● **WHAT YOU ARE ASKED TO DO**: Give the data back exactly as it stands.

● **SUPPLIED ENTRIES**:
- - -
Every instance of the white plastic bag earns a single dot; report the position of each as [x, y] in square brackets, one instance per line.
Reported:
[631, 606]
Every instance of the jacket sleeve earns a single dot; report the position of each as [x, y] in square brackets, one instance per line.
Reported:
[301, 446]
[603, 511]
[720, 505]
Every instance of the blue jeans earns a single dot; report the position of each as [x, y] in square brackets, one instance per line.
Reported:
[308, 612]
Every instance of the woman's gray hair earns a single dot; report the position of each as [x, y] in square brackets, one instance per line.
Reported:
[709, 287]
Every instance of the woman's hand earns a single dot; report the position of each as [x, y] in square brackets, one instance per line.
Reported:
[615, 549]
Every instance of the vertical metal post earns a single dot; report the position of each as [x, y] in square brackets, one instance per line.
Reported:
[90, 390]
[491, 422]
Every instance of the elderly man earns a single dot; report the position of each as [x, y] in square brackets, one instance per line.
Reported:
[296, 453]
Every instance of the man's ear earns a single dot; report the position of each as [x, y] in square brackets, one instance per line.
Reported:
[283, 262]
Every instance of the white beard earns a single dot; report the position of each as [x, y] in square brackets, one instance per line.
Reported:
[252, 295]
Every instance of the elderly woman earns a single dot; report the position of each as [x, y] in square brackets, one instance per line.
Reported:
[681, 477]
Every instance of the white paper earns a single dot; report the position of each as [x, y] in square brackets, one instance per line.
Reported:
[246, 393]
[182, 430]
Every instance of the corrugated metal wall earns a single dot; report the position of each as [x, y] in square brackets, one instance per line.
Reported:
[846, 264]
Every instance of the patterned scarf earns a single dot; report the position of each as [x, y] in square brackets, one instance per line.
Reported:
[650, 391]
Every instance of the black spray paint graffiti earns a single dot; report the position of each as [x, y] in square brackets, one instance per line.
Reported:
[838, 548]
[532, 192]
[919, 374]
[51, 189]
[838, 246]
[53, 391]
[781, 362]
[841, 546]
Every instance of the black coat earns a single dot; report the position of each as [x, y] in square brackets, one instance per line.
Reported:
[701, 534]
- - -
● **RESULT**:
Every instance of the white plastic bag earns a single dot; report the position of each as [x, y] in square brackets, one instance per line.
Reported:
[631, 606]
Every instance of the jacket sleeve earns a single dot; report the position of each as [x, y] in square brackets, one instance per line.
Reported:
[301, 446]
[603, 511]
[720, 505]
Every instance of the blue jeans earns a single dot; report the position of each as [x, y] in square brackets, one instance per line.
Reported:
[308, 612]
Every instance of the woman's gray hair earns a single dot; report the position of each as [x, y] in square brackets, one instance per line.
Reported:
[709, 287]
Every instance of the woman's hand earns a single dot; report the position of each as [x, y] in square brackets, one instance per line.
Reported:
[615, 549]
Every instance of the vertical metal post earns a single dot; report the position of each as [x, y] in square brackets, one instance per line.
Reported:
[90, 390]
[491, 422]
Every instance of the elderly man earns a single dot; report the position of each as [x, y] in square brackets, one instance per line.
Reported:
[296, 453]
Every instance of the man's ear earns a single dot; report the position of each as [x, y] in square brackets, one instance per line.
Reported:
[283, 262]
Every instance of the white beard earns a single dot; report the position of each as [x, y] in square brackets, one instance per line.
Reported:
[252, 295]
Every instance of the elderly woman earns a single dot; report the position of each as [x, y] in square brackets, one instance per line.
Reported:
[681, 477]
Every instance of the white paper earns a single dot; report the position of each as [x, y] in square brackets, one instance per line.
Reported:
[246, 393]
[182, 430]
Every instance of the corrugated metal wall earns a single dot; report the position of each as [x, y] in square brackets, one instance per line.
Reported:
[846, 264]
Every instance of the patterned scarf earns a single dot; report the position of each as [x, y] in square brackets, one instance per line.
Reported:
[650, 391]
Every instance of the black spray paint graffiti earns a single dot; report the position of each as [x, y] in square brackets, one instance per line.
Reported:
[838, 548]
[532, 192]
[919, 374]
[51, 189]
[838, 246]
[53, 391]
[781, 362]
[841, 546]
Every instance of the black coat earns a single dot; report the position of each as [x, y] in square brackets, one instance per line.
Reported:
[701, 534]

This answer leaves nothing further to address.